§ **WHAT YOU WILL DO**: Excluding pictures, retype the line with "Task: place one keypoint on every instance of the trimmed" and each line that follows it to the end of the data below, word for word.

§ **LISTED RECORDS**:
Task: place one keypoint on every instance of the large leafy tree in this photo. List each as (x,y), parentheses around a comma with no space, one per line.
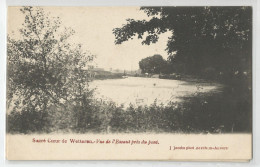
(202,37)
(44,69)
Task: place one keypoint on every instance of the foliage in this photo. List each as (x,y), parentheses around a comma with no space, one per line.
(219,113)
(219,38)
(154,64)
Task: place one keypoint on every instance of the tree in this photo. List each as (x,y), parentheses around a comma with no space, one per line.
(202,37)
(44,69)
(154,64)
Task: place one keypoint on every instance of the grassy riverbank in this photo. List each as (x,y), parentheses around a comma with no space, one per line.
(227,111)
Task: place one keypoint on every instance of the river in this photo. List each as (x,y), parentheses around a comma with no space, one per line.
(144,91)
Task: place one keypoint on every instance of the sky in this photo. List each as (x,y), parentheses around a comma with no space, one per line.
(93,27)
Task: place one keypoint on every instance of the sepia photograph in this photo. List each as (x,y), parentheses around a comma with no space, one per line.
(160,70)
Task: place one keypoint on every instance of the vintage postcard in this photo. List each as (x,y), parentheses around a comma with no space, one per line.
(129,83)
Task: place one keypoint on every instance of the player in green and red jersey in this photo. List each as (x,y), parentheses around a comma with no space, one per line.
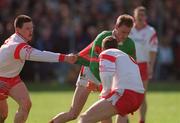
(90,73)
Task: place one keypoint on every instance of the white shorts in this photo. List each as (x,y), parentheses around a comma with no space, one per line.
(86,76)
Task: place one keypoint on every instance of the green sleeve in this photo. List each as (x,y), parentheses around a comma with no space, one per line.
(133,50)
(82,61)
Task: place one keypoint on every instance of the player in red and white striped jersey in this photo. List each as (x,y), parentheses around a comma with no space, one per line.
(123,90)
(13,54)
(146,43)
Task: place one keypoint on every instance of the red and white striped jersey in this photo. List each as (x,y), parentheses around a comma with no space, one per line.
(118,71)
(15,51)
(145,41)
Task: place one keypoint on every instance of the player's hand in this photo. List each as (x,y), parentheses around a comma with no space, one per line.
(92,87)
(71,58)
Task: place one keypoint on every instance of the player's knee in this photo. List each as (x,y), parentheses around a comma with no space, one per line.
(26,105)
(84,119)
(73,114)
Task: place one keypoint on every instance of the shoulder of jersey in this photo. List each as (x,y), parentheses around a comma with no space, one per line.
(150,28)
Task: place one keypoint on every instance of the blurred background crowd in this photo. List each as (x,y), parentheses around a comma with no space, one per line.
(67,26)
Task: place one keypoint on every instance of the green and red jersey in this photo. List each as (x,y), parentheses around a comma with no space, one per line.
(89,55)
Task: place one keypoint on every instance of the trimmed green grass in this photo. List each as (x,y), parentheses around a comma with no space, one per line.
(49,99)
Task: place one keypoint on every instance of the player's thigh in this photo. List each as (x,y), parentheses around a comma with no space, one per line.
(20,94)
(100,110)
(145,84)
(80,97)
(3,108)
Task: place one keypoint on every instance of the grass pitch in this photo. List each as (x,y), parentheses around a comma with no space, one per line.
(52,98)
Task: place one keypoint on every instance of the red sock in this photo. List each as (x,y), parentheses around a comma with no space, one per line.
(141,121)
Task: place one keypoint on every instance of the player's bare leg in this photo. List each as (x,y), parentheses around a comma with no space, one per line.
(107,121)
(20,94)
(100,110)
(121,119)
(79,99)
(143,108)
(3,110)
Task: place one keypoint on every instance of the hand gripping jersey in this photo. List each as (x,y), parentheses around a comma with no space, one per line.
(15,51)
(145,41)
(118,72)
(89,56)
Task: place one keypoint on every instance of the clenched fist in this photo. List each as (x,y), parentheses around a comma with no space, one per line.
(71,58)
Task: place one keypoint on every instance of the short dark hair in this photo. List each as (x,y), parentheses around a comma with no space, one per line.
(109,42)
(126,20)
(140,8)
(20,20)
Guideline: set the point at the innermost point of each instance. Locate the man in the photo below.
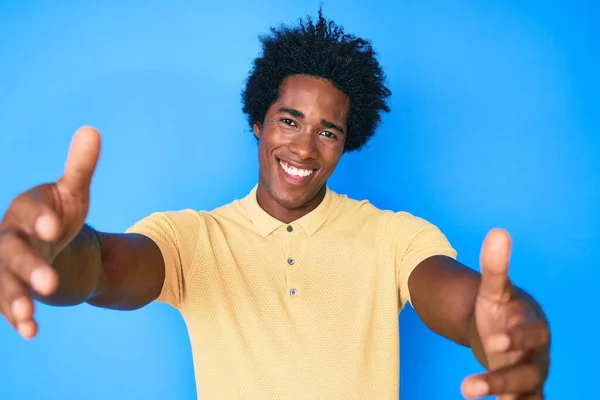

§ **SOLUTION FOR THIS PROBLEM**:
Task: place one keypoint on every instance of the trimmed green grass in this photo. List each as (x,y), parentheses around a comma with no space, one per line.
(49,99)
Task: place one keypoint on every instance of the player's thigh in this photo. List each as (x,y), parentheses around a comma with no space, one per line.
(20,94)
(100,110)
(145,84)
(80,97)
(3,108)
Task: place one keypoint on every instance of the grass pitch in this photo. List each as (x,y), parentheses around a comma with no space, one per line.
(52,98)
Task: place one keypoint on every instance of the red sock in this photo. List each as (x,y), parentheses around a comma with no space, one per line.
(141,121)
Task: place one keypoint on every instance of the player's bare leg in this photo. List each as (x,y), parentheses around a comma with no space, one per line.
(107,121)
(20,94)
(100,110)
(121,119)
(79,99)
(143,108)
(3,110)
Task: place one keypoint on every instance of the hand gripping jersey in this photo. List each as (x,y), parentheses around a comma with no space, one per line.
(15,51)
(145,41)
(118,72)
(89,56)
Task: place one keypoint on every instance of the clenched fist in this photo. List each as (x,y), parentheses around a comma with no space, one per line.
(71,58)
Task: place one keypoint on every instance of the short dark hair in this photo. List each as (x,y), parentheses around a comma with no space, one per line.
(109,42)
(126,20)
(140,8)
(20,20)
Guideline: set the point at the innermost point of each instance. Locate the man in the photo below.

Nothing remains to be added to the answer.